## Excerpts from point annotation data

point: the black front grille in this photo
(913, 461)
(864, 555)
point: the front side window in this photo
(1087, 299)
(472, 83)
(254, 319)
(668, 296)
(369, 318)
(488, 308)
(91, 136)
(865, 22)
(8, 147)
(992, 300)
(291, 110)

## Work instructions
Reproduce the full listing word for word.

## Output below
point: the black front grille in this photo
(913, 461)
(864, 555)
point: the front side window in this photo
(1087, 299)
(472, 83)
(254, 319)
(668, 296)
(369, 318)
(488, 308)
(91, 136)
(865, 22)
(8, 147)
(992, 300)
(291, 110)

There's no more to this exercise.